Point annotation records:
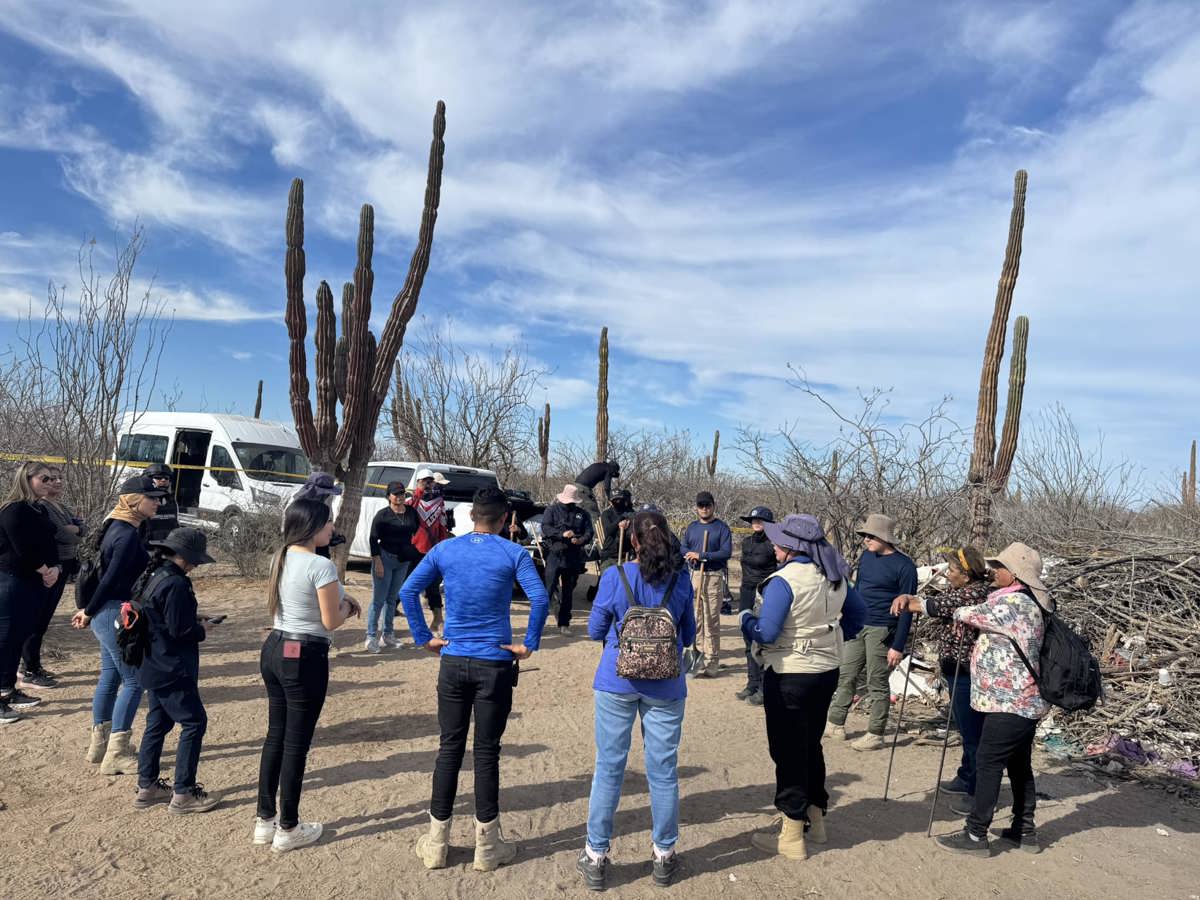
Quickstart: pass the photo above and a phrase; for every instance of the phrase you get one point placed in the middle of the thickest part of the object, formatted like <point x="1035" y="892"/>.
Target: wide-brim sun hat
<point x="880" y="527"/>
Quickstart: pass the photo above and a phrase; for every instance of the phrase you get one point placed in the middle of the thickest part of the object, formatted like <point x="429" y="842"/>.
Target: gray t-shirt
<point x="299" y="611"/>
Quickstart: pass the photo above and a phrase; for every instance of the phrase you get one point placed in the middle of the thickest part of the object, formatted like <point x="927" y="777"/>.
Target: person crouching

__WRITTEN REQUEST__
Rename every "Target" in the material above to "Object" and reproduce the rest of the material unchanged. Leave the pictures out.

__RESULT OF THIS TASK__
Quickstart: pass the photo above and a phrase; for every instance of the phrase you get one point placed in the middle of the thickest part of the object, formatted like <point x="1035" y="892"/>.
Object: wide-brim sun hat
<point x="880" y="527"/>
Quickstart: pass the photo above and a phrase; for every instance of the phrase you get one point placed in the middle of the thickest part of the object, formatted like <point x="429" y="842"/>.
Object: gray t-shirt
<point x="299" y="611"/>
Quickstart: pass the photo above and a phrase; for every instance of the phrase you get one point placed in the middle of the thickest part of the object, formatted like <point x="927" y="777"/>.
Object: person crouching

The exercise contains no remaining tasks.